Task requirements
1 – Summarize the passage on hydrogen bonding in two sentences.
2 – List every chemical element named in the passage on hydrogen bonding.
3 – In the passage on hydrogen bonding, what instrument did the researchers use to study hydrogen bonds between molecules on a surface?

Credit: © 2007 ACS

'Hydrogen bonding' is the name given to the weak non-covalent interaction between a slightly positively charged hydrogen atom and an electron donating atom such as oxygen or nitrogen. This phenomenon is not only of great importance in biological systems — where it governs, for example, which DNA bases pair with one another and how proteins fold — but it can play a significant role in determining the physical properties of synthetic materials.

To date, most studies of hydrogen-bond strength have considered interactions between molecules either in the gas phase or dissolved in a solvent. Now, Ludwig Bartels and co-workers1 at the University of California, Riverside in the USA have used a scanning tunnelling microscope to investigate hydrogen bonds formed between molecules adsorbed on a copper substrate. Two structurally similar molecules — anthraquinone and its sulphur analogue 9,10-dithioanthracene — are each known to form hydrogen-bonded chains on a copper surface. Bartels and colleagues observed individual molecules detaching from the ends of such chains and then calculated how the rate of the process varied with temperature.

It was found, as expected, that the oxygen-based hydrogen bonding present in the anthraquinone chains was stronger than the sulphur-based interactions holding the rows of 9,10-dithioanthracene moelcules together. The good correlation with values reported for similar systems studied in both gas and solution phases suggests that this is a viable experimental technique to measure hydrogen bonds between molecules on a surface.

Excerpted records
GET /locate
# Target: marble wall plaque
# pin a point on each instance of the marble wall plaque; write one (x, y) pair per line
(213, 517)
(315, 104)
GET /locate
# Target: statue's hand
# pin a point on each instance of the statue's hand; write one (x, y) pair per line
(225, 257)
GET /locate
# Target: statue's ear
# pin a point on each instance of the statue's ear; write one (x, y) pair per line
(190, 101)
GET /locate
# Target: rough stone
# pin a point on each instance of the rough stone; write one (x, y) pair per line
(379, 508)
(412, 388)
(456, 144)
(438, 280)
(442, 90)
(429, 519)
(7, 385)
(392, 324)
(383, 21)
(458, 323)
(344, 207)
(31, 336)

Solutions to each task
1 – Hydrogen bonding is a weak non-covalent interaction between a slightly positive hydrogen atom and an electron-donating atom such as oxygen or nitrogen, important in biological systems and in the properties of synthetic materials. Using a scanning tunnelling microscope, Bartels and co-workers watched molecules detach from hydrogen-bonded chains of anthraquinone and 9,10-dithioanthracene on copper, found the oxygen-based bonds stronger than the sulphur-based ones, and concluded from the good agreement with gas- and solution-phase values that the method can measure hydrogen bonds on surfaces.

2 – hydrogen, oxygen, nitrogen, copper, sulphur

3 – A scanning tunnelling microscope.